-- Written instruction --
Pull out every line of the rows below that contains the string "foam". Uppercase and lowercase must match.

==== Entries ====

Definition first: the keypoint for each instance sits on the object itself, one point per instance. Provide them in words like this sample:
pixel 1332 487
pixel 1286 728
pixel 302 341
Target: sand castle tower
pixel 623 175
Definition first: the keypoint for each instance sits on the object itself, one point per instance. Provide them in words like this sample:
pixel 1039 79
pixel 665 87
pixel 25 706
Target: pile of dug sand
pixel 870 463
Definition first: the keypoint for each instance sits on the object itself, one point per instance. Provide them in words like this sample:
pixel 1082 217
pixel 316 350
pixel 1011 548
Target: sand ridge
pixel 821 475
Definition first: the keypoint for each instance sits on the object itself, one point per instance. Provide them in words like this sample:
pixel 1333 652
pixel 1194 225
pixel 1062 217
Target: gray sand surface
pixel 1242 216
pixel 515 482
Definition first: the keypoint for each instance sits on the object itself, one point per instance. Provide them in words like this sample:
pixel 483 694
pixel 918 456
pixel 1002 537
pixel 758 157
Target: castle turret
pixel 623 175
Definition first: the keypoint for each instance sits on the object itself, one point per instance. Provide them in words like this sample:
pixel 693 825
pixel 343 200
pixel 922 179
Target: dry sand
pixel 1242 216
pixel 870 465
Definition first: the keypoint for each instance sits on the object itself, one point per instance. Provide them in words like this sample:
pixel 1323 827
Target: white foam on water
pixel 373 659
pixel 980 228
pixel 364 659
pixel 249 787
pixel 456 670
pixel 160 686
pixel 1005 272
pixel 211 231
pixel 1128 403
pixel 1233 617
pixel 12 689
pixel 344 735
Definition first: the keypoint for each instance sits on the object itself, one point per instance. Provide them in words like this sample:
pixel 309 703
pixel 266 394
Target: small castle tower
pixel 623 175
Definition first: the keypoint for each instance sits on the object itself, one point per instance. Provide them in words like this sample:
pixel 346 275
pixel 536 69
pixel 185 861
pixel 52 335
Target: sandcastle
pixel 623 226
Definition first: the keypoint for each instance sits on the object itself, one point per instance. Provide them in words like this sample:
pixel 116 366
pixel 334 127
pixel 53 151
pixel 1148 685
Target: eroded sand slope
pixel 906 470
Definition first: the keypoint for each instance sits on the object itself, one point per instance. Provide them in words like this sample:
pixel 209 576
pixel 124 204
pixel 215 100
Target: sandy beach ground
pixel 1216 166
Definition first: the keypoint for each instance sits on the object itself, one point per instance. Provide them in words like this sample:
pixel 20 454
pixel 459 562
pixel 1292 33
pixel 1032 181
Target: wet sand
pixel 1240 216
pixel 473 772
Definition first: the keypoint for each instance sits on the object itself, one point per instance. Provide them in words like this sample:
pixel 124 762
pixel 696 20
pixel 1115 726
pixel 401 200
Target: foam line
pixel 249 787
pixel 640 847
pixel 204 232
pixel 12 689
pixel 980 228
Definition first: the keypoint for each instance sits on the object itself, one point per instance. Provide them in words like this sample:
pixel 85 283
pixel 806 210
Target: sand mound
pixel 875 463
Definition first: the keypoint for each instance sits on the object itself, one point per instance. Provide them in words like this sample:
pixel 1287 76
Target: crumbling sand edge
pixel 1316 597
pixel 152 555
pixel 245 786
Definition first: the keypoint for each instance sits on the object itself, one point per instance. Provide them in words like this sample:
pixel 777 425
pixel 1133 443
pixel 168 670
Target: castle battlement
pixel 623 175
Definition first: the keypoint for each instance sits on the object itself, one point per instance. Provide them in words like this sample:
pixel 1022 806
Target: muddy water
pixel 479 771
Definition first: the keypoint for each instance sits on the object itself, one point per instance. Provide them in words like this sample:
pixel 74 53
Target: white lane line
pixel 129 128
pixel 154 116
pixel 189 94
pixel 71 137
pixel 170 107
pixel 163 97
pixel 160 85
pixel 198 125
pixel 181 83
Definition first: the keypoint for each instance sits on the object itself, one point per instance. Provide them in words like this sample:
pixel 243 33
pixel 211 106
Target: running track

====

-- Written answer --
Target: white foam on water
Target: foam line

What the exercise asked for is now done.